Work order:
One number is the whole answer: how many lines of the records include "windshield".

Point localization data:
────

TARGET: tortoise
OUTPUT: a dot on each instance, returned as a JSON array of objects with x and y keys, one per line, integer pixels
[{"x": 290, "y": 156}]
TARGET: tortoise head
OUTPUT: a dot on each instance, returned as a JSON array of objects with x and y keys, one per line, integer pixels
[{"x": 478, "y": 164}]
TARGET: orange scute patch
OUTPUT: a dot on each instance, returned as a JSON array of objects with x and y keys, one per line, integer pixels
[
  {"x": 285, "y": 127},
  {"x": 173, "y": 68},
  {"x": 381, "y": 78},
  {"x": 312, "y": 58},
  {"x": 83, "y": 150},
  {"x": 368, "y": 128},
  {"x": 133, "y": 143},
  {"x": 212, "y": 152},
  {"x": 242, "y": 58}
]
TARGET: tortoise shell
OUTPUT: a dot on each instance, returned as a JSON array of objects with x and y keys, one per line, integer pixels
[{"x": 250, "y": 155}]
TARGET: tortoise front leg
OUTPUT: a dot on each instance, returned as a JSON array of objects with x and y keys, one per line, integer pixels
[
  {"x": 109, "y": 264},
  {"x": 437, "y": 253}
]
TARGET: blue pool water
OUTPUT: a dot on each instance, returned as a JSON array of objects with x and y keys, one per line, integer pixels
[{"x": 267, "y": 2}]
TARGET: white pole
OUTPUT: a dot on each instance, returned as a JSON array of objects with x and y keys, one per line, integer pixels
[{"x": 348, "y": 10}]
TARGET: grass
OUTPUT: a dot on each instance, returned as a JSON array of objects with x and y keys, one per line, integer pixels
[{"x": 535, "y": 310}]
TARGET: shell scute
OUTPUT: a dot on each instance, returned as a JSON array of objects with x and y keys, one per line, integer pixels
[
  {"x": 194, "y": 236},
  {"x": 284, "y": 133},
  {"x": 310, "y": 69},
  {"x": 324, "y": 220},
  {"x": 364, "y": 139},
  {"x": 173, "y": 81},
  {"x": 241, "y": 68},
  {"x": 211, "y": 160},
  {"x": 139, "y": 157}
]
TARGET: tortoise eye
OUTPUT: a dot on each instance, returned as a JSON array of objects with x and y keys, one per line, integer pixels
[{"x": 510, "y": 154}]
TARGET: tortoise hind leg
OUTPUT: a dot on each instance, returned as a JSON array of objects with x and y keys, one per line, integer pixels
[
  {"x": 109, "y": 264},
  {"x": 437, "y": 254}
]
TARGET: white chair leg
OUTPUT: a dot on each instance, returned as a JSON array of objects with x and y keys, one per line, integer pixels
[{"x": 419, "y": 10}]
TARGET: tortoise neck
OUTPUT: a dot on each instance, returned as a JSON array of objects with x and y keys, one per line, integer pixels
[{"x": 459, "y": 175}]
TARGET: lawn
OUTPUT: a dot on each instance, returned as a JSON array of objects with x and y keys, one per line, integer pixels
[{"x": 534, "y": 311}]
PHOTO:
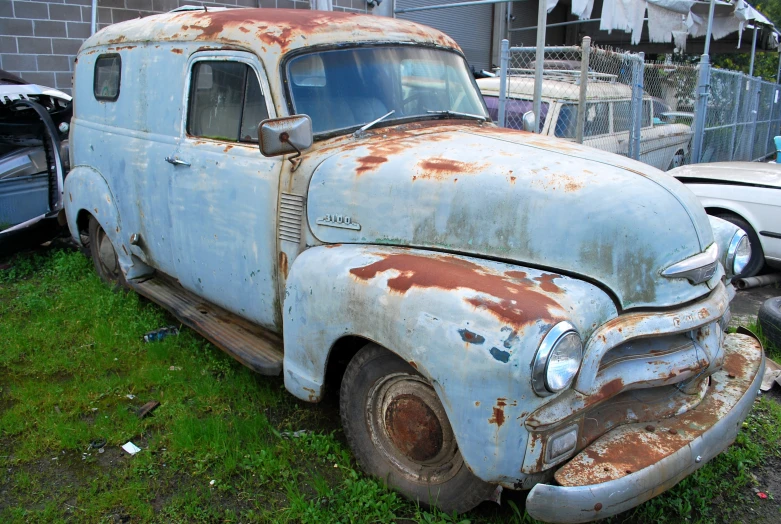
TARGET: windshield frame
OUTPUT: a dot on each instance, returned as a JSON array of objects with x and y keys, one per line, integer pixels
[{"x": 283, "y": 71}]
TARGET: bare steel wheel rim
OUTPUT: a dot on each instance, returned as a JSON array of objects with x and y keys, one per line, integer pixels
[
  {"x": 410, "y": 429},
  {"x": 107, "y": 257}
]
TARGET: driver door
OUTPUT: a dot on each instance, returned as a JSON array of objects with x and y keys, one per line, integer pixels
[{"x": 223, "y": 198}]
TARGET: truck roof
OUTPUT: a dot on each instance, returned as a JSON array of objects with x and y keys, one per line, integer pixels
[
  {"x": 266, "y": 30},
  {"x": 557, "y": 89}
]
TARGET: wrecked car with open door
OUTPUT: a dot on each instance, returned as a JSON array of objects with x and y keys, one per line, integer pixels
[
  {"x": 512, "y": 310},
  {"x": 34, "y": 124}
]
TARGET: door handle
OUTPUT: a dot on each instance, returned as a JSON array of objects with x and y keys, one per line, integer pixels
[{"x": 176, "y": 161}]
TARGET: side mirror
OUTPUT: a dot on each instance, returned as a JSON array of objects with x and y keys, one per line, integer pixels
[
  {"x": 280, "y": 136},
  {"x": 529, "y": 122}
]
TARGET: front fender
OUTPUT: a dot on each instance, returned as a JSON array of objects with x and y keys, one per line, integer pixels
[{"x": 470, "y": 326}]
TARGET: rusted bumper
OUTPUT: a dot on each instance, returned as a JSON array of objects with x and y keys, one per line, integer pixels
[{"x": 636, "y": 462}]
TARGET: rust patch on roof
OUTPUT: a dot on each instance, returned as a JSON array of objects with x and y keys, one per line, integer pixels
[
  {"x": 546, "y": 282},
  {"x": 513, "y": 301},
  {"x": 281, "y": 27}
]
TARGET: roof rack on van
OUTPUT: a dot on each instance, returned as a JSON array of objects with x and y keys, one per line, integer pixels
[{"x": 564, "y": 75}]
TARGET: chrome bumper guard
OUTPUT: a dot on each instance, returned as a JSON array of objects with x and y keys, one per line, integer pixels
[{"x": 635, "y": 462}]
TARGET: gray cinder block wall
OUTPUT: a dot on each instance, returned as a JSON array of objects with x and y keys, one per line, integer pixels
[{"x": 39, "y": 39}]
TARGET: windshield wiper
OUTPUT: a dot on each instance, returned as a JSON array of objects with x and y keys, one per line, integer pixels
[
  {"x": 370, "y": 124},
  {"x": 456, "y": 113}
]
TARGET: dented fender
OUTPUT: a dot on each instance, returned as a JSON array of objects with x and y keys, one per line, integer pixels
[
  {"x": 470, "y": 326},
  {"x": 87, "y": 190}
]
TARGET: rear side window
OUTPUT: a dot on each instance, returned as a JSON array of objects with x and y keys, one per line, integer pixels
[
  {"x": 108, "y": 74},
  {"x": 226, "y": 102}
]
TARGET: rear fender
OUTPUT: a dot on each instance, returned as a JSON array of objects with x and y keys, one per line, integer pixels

────

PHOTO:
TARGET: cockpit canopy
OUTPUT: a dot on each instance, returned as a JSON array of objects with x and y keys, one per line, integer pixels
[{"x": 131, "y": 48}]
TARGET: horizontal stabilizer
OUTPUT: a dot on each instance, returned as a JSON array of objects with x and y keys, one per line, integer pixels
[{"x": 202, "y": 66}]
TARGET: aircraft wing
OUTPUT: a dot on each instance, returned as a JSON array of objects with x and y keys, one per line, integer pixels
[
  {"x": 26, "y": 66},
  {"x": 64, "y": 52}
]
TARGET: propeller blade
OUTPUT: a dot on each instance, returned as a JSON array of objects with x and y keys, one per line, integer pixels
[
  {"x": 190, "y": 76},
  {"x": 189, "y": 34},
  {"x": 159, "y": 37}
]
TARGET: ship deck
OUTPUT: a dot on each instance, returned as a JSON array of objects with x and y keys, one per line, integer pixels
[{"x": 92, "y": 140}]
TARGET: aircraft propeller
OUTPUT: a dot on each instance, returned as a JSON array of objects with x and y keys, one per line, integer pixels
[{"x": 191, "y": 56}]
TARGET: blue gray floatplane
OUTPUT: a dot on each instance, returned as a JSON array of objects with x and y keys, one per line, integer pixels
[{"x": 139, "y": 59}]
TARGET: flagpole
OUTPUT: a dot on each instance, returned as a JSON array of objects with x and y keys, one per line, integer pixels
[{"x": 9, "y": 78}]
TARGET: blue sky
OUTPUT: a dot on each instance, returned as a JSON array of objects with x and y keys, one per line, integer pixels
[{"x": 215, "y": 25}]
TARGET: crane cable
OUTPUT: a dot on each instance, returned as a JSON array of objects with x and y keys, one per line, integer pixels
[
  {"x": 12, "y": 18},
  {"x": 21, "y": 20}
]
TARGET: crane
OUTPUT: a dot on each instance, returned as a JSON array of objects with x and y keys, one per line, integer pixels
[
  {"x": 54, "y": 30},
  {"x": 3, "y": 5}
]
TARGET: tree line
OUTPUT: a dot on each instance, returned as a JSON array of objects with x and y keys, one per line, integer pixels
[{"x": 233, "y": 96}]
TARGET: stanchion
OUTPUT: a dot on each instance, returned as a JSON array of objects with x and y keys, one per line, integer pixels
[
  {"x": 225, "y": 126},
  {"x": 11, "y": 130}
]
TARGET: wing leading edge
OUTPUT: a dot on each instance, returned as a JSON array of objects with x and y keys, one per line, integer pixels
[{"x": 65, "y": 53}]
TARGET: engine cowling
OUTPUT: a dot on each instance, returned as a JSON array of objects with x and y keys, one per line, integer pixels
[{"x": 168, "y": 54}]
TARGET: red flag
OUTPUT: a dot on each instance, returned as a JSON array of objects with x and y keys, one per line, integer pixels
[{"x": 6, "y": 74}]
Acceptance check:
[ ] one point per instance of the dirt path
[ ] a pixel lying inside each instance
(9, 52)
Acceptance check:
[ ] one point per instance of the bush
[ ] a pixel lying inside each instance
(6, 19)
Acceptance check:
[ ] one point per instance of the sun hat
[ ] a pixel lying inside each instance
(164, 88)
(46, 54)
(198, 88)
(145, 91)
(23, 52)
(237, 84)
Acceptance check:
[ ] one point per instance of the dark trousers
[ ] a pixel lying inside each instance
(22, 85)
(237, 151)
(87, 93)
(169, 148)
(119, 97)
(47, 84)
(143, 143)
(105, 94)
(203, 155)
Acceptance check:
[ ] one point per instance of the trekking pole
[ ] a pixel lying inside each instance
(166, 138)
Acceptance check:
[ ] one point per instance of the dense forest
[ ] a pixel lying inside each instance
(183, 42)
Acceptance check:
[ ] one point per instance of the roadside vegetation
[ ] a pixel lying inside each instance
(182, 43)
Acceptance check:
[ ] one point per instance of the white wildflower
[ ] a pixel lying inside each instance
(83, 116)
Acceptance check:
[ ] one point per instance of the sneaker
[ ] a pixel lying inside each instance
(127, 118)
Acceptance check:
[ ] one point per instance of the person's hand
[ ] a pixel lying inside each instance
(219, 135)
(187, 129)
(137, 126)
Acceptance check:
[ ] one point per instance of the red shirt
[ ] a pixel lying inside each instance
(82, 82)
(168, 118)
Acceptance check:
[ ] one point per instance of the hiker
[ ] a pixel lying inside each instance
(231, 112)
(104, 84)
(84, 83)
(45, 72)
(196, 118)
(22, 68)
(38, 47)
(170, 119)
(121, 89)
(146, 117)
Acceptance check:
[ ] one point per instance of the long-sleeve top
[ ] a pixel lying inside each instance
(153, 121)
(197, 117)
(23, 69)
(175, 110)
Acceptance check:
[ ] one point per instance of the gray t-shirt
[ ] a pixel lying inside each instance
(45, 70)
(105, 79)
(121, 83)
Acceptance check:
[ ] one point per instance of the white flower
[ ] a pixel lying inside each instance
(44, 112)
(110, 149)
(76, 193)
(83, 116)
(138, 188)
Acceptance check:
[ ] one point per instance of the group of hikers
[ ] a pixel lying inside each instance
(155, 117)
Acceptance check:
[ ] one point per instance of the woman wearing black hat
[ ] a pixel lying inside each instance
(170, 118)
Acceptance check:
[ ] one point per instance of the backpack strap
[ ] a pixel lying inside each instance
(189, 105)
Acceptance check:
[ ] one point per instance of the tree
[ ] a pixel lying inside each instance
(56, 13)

────

Answer section:
2